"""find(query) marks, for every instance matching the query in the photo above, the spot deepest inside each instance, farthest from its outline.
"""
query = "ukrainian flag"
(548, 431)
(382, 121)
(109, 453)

------------------------

**OBJECTIVE**
Please copy the entries above line for line, leaving every character unchanged.

**REPLY**
"""find(query) marks, for every instance matching the query in the photo above, the spot deepest inside each instance, farthest from its outline.
"""
query = "ukrainian flag"
(548, 431)
(382, 121)
(109, 453)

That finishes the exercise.